[Text section]
# Nonhomogeneous Linear Systems

Author: John J Weber III, PhD Corresponding Textbook Sections:

• Section 9.4 – Differential Operators and the Elimination Method for Systems
• Section 9.4 -- Linear Systems in Nominal Form
• Section 9.5 -- Homogeneous Linear Systems with Constant Coefficients
• Section 9.6 -- Complex Eigenvalues
• Section 9.5 -- Nonhomogeneous Linear Systems with Constant Coefficients

## Expected Educational Results

• Objective 17–1: I can non-homogeneous linear systems using eigenvalues and eigenvectors.

## Nonhomogeneous Linear Systems

### Compartmental Models in Epidemiology

#### SIR Model (a.k.a., Kermack-McKendrick Model)

NOTE: This model was used in TV show Numb3rs in Season 1 Episode 4: https://www.imdb.com/title/tt0663234.

Let $S(t)$ be the number of individuals susceptible to the disease at time $t$; let $I(t)$ be the number of infected individuals at time $t$; and $R(t)$ be the number of individuals who recovered from the disease; then the disease can be modeled by the following system of first-order non-linear odes:

$\dfrac{dS}{dt} = -\dfrac{\beta I S}{N} \\ \dfrac{dI}{dt} = \dfrac{\beta I S}{N} - \dfrac{\gamma I}{N} \\ \dfrac{dR}{dt} = \dfrac{\gamma I}{N}$

where $N=S+I+R$, $\beta$ is the infection rate, $\gamma$ is the recovery rate.

The epidemiological threshold, $\displaystyle R_0=\frac{\beta S}{\gamma}$, is the number of secondary infections caused by a single primary infection; i.e., it determines the number of people infected by contact with a single infected person before his/her death or recovery. If $R_0<1$, then the disease will gradually end; if $R_0>1$, then $\displaystyle \frac{dI}{dt}>0$.

NOTE: $R_0$ is not related to $R$.

NOTE: $R_0$ was frequently referenced in media discussions of the COVID-19 pandemic. An NIH Report [https://www.ncbi.nlm.nih.gov/books/NBK554776/] states that for COVID-19, $R_0=2.2$, i.e., each infected person will infect an additional 2.2 individuals, on average.

#### Investigation 03

1. Explain why $\displaystyle \frac{dI}{dt}$ is dependent on $I$.

[Complete the following]
**1.** Which corresponding textbook sections does the nonhomogeneous linear systems handout list? Give each with its number and title.
**2.** What comes next in the nonhomogeneous linear systems handout? Write it, picking up after its last line.
The source records aren't needed for anything here.

Source records:

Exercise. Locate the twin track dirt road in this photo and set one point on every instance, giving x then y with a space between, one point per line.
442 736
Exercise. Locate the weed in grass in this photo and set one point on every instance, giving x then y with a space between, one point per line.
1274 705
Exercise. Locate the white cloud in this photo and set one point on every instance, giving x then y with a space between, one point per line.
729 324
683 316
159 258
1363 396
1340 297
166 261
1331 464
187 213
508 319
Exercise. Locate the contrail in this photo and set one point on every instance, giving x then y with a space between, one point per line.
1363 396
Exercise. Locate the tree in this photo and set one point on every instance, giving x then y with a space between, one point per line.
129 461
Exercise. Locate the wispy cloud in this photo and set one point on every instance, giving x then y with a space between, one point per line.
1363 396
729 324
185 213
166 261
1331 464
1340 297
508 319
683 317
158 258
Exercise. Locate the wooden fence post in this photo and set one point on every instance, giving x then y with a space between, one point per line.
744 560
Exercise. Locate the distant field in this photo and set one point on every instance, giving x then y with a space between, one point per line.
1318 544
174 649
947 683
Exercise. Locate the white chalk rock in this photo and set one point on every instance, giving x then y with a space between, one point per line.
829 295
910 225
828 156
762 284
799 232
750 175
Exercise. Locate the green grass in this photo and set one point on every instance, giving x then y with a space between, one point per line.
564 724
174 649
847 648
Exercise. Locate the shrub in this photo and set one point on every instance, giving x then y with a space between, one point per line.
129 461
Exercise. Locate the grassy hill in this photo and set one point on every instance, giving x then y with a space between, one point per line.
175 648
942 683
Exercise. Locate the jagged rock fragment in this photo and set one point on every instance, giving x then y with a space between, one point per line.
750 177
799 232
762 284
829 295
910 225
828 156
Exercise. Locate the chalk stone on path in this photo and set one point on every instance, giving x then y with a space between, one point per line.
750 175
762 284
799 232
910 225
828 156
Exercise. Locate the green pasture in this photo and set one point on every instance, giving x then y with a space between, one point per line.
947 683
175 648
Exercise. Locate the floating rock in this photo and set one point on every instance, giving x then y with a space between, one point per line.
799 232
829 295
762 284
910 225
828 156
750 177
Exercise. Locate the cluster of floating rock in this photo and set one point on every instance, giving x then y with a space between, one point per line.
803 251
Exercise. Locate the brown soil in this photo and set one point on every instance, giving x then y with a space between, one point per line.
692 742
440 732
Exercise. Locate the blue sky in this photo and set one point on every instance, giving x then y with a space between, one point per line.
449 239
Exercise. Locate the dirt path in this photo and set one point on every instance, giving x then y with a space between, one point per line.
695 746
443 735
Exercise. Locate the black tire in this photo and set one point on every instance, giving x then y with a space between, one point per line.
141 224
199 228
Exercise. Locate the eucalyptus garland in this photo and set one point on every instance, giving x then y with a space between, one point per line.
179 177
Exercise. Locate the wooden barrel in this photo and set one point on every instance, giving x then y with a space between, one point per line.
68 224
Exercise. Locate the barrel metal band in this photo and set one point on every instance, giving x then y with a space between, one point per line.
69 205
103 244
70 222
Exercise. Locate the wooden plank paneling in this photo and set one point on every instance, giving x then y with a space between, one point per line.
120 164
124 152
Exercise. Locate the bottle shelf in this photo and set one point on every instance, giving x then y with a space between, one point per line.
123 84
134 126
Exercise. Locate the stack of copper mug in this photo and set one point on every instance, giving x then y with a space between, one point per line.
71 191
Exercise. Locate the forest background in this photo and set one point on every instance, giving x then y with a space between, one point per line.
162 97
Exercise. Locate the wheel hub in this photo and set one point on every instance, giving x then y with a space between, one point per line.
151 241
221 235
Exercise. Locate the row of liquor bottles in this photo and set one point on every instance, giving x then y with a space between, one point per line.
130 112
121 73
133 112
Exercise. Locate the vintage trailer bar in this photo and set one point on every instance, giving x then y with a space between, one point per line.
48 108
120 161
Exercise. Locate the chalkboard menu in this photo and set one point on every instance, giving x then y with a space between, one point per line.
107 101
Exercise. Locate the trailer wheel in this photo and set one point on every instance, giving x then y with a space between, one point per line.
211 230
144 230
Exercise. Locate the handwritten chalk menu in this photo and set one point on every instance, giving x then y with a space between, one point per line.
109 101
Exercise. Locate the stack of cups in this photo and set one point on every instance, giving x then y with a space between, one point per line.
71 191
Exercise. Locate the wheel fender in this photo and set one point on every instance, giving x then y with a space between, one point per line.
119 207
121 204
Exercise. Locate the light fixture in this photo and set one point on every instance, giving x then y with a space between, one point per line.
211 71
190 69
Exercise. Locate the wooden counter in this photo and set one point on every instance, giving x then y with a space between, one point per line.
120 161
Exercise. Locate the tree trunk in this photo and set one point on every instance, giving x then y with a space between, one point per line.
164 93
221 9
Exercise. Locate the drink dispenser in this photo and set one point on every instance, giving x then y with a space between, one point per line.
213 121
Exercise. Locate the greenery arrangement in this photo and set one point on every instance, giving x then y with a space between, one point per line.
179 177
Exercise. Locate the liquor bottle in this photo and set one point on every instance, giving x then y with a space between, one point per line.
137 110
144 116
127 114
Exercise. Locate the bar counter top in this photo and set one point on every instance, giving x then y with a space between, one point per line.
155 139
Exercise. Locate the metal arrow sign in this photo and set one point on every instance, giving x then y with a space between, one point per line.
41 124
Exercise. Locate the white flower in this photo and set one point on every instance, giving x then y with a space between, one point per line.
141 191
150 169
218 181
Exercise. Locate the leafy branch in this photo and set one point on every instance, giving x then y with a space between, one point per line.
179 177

* * *

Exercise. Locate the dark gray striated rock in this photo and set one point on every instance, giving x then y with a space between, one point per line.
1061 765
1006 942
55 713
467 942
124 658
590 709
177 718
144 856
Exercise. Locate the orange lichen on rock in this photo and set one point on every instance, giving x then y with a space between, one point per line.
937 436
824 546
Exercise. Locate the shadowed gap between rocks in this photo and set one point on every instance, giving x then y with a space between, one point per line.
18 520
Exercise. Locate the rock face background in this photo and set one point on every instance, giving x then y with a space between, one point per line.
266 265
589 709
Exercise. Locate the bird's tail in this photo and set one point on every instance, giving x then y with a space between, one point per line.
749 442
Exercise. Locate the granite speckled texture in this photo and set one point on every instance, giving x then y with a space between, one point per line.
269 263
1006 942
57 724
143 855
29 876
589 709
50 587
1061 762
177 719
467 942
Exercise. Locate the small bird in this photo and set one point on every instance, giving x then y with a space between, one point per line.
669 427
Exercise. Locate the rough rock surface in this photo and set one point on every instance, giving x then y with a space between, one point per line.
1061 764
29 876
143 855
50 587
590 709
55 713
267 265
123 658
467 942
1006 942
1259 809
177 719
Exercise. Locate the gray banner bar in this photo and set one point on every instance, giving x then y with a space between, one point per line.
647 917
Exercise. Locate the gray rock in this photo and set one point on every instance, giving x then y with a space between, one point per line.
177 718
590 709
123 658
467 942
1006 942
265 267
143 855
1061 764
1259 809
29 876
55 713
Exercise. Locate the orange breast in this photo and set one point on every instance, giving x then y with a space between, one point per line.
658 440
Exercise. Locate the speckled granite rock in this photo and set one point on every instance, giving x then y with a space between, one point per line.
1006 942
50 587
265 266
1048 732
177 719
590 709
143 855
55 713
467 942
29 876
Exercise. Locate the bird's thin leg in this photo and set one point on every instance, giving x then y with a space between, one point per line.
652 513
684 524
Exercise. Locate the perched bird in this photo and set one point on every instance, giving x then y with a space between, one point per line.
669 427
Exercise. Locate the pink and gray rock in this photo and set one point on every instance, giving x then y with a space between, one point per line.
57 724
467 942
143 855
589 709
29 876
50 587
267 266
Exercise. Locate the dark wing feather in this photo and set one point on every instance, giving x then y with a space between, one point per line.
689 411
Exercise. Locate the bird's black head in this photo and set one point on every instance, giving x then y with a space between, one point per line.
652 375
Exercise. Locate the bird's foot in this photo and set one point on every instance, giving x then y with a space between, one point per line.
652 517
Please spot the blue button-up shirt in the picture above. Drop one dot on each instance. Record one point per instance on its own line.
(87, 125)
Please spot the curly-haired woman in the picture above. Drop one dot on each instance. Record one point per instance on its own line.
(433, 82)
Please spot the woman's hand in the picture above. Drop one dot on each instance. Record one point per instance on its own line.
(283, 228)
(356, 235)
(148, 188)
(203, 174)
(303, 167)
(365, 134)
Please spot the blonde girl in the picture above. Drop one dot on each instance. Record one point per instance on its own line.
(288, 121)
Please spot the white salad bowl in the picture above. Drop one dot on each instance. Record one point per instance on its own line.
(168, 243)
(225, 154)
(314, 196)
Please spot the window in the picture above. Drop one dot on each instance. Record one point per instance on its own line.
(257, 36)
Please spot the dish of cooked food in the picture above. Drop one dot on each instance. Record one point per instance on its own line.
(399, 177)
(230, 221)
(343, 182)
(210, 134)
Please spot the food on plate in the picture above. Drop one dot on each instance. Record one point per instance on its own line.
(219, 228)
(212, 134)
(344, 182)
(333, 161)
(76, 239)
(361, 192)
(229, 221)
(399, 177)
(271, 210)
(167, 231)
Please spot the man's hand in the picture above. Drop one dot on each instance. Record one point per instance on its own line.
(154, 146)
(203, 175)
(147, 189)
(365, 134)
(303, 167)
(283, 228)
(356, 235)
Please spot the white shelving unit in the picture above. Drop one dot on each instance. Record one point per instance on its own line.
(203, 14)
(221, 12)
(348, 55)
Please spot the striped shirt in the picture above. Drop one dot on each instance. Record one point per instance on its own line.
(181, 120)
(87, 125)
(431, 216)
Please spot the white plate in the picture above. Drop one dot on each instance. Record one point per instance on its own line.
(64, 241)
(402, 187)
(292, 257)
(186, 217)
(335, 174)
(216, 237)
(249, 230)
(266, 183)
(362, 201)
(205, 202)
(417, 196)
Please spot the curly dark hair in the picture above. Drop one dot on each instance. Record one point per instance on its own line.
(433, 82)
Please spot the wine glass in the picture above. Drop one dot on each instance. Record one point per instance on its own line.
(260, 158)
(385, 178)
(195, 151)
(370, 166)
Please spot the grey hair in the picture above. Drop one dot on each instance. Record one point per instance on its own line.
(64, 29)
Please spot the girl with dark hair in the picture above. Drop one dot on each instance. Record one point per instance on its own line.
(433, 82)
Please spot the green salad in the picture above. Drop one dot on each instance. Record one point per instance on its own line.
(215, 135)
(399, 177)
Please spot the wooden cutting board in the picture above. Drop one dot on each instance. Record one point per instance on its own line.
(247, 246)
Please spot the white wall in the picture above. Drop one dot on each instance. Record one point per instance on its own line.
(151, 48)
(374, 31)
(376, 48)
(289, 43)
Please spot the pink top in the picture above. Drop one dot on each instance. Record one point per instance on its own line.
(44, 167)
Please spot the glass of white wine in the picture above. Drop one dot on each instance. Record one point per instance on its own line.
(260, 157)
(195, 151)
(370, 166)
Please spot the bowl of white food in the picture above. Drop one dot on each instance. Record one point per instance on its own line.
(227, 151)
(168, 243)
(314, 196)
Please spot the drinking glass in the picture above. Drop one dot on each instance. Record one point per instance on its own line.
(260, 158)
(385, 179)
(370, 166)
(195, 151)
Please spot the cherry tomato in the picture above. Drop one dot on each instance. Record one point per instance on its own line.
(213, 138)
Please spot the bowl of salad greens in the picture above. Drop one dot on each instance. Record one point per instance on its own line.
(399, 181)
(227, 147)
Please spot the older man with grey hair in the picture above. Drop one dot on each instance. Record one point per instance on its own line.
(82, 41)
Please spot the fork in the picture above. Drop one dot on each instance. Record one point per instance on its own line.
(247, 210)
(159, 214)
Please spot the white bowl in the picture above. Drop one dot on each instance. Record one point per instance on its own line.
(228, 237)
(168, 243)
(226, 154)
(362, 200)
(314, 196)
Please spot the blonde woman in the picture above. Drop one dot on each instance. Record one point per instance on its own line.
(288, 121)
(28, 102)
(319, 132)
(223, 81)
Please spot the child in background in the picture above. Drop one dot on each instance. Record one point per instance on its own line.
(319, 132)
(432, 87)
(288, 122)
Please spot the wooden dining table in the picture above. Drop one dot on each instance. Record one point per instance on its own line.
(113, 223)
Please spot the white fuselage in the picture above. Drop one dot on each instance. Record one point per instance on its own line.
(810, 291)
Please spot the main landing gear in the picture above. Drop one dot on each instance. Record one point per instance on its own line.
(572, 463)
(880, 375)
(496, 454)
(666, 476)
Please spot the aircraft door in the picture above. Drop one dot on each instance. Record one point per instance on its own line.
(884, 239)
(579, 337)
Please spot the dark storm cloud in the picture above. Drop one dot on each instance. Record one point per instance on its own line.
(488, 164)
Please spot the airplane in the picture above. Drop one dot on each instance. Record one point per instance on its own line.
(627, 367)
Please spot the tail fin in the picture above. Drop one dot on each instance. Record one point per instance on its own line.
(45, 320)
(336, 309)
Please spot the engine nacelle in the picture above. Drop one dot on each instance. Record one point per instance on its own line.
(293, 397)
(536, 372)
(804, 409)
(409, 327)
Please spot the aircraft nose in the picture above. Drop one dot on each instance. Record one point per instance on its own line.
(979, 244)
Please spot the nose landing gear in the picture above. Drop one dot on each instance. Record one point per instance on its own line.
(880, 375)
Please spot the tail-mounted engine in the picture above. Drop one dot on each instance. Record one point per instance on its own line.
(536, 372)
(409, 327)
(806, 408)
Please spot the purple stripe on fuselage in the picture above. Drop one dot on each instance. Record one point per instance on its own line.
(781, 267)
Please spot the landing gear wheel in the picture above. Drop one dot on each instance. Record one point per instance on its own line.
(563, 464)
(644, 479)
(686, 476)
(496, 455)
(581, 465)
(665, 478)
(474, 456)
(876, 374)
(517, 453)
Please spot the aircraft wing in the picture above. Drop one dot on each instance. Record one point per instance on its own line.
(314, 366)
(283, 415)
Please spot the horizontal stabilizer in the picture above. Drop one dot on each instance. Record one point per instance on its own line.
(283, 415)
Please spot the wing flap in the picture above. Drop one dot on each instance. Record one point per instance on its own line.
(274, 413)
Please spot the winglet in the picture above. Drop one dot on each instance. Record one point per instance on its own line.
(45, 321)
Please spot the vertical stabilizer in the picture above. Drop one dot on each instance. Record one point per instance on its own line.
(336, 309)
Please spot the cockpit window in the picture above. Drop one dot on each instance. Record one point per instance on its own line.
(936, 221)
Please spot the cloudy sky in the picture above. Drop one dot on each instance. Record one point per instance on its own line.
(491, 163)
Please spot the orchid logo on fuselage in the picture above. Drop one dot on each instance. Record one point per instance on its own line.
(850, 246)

--

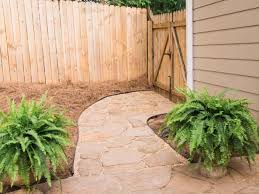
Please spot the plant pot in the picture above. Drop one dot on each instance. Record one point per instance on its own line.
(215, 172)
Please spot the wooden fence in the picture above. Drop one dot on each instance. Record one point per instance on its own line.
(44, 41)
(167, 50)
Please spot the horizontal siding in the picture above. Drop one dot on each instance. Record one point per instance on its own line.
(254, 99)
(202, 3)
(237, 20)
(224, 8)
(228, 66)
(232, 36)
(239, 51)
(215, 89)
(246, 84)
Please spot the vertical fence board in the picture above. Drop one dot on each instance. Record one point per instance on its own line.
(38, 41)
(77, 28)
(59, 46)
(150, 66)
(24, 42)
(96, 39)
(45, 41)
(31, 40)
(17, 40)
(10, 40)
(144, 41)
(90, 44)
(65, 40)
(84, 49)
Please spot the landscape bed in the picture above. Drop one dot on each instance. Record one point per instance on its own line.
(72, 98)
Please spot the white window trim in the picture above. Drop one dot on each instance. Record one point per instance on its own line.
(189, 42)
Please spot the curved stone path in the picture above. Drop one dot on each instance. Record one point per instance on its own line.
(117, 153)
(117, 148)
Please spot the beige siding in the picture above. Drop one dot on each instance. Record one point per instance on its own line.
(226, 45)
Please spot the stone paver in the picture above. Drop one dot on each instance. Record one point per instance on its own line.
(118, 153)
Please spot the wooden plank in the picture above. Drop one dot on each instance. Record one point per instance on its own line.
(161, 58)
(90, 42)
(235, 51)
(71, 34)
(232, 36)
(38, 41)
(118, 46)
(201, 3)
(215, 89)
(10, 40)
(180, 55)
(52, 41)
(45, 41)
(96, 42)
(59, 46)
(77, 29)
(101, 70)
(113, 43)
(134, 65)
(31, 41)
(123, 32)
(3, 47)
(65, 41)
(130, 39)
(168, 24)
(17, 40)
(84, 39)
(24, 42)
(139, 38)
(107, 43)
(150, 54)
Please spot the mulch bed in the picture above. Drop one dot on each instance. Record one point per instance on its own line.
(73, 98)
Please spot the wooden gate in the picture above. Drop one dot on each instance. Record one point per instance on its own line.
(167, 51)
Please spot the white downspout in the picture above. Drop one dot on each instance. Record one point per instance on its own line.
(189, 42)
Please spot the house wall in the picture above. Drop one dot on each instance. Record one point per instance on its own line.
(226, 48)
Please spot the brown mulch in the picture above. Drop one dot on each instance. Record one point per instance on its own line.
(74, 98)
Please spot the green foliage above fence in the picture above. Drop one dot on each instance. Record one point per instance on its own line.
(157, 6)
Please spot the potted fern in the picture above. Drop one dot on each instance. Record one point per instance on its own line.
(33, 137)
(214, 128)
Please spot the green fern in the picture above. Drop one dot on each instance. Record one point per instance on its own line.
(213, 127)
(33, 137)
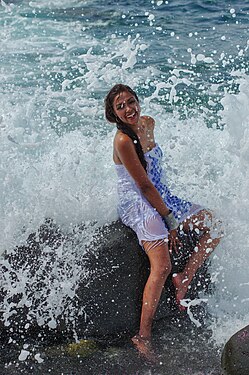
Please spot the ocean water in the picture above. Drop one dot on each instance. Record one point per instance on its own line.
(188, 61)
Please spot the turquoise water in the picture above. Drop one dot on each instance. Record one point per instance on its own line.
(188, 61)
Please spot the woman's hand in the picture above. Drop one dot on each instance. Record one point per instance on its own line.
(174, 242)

[Answers for each item]
**1.**
- Section 9.4: Differential Operators and the Elimination Method for Systems
- Section 9.4: Linear Systems in Nominal Form
- Section 9.5: Homogeneous Linear Systems with Constant Coefficients
- Section 9.6: Complex Eigenvalues
- Section 9.5: Nonhomogeneous Linear Systems with Constant Coefficients

**2.**
2. Explain why $\displaystyle \frac{dI}{dt}$ has a negative sign in the formula.
3. Explain why $\displaystyle \frac{dI}{dt}$ has two terms.
4. Explain why $\displaystyle \frac{dI}{dt}$ is dependent only on the $I$ variable.

### SEIR Model

Let $S(t)$ be the number of individuals susceptible to the disease at time $t$; let $E(t)$ be the number of individuals exposed to the disease; let $I(t)$ be the number of infected individuals at time $t$; and $R(t)$ be the number of individuals who recovered from the disease; then the disease can be modeled by the following system of first-order non-linear odes:

$\dfrac{dS}{dt} = \left(\Lambda - \mu\right) S - \dfrac{\beta I S}{N} \\ \dfrac{dE}{dt} = \dfrac{\beta I S}{N} - (\mu +\alpha)E \\ \dfrac{dI}{dt} = aE - (\gamma + \mu) I \\ \dfrac{dR}{dt} = \gamma I - \mu R$

where $N=S+E+I+R$, $\beta$ is the infection rate, $\gamma$ is the recovery rate, $a^{-1}$ is the average incubation period, $\Lambda$ is the birth rate, and $\mu$ is the death rate.

The epidemiological threshold, $\displaystyle R_0=\frac{a}{a+\mu}\frac{\beta}{\mu+\gamma}$, is the number of secondary infections caused by a single primary infection; i.e., it determines the number of people infected by contact with a single infected person before his/her death or recovery. If $R_0<1$, then the disease will gradually end; if $R_0>1$, then $\displaystyle \frac{dI}{dt}>0$.